Segment Start: PROVIDED ENTRIES

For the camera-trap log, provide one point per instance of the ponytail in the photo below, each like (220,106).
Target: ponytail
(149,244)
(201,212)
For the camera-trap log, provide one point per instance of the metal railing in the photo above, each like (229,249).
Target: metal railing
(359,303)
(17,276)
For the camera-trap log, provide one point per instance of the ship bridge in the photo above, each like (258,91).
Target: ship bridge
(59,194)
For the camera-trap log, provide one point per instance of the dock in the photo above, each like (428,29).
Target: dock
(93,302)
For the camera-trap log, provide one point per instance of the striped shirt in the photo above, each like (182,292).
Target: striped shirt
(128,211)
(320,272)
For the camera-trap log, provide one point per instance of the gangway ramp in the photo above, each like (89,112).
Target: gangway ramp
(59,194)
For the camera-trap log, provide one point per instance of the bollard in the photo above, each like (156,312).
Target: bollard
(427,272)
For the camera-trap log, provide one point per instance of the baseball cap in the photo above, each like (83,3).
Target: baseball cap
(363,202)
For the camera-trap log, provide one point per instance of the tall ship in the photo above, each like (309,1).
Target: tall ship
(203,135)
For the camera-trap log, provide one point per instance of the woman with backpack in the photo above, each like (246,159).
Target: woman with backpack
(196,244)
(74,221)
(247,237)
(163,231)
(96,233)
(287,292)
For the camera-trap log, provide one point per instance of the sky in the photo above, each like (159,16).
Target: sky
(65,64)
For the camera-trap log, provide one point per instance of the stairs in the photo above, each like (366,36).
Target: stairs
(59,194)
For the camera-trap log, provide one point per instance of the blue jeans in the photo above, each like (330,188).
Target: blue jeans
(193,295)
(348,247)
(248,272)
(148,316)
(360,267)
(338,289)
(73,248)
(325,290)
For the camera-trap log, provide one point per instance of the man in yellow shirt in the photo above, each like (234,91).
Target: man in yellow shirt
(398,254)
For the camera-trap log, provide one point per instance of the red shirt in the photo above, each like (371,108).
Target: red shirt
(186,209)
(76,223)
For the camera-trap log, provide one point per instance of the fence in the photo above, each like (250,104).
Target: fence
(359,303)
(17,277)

Segment End: PROVIDED ENTRIES
Segment Start: PROVIDED ENTRIES

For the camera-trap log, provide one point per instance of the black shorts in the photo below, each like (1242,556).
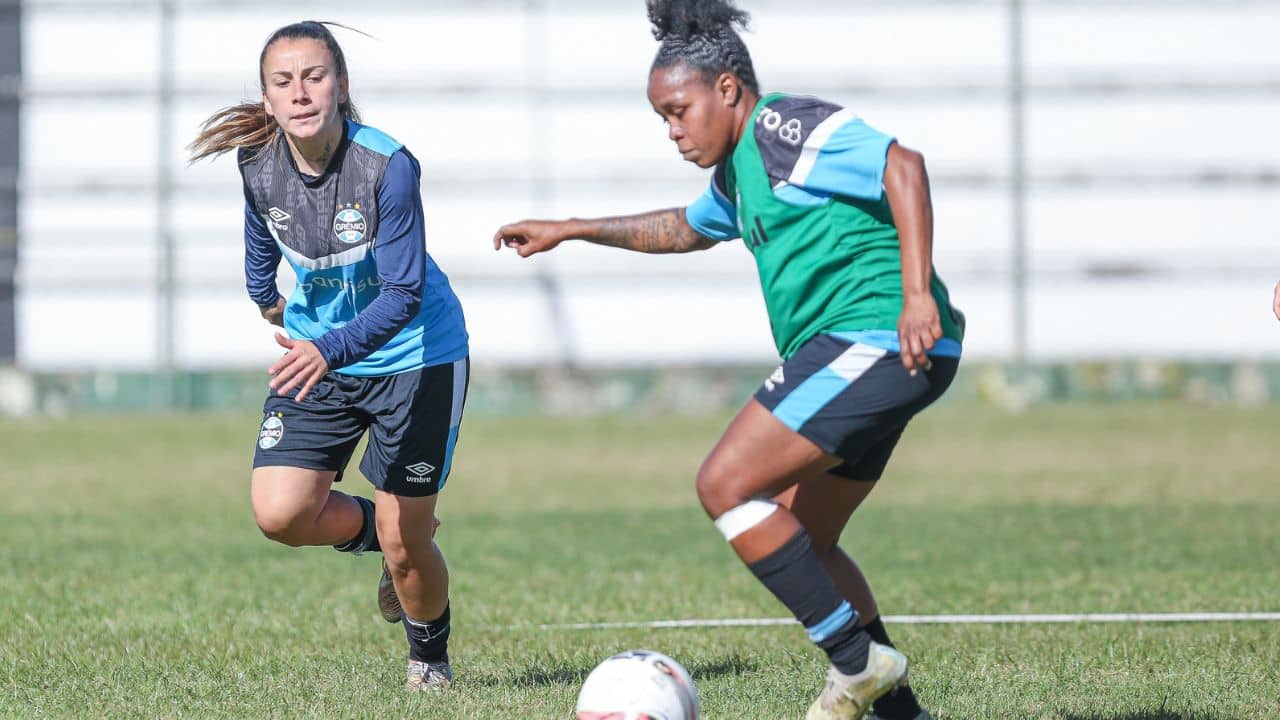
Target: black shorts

Segment End: PROVIDED ENTRIES

## [WHAT THIS TASK INVOLVES]
Could you copy every line from the records that mentions the word "below"?

## [WRITTEN REPLY]
For the camera-trap log, provide one point per instance of the ponytail in the photo below, each like (220,106).
For the camera-trap log, provide one point per instance of the black shorts in the photo below, each like (1242,556).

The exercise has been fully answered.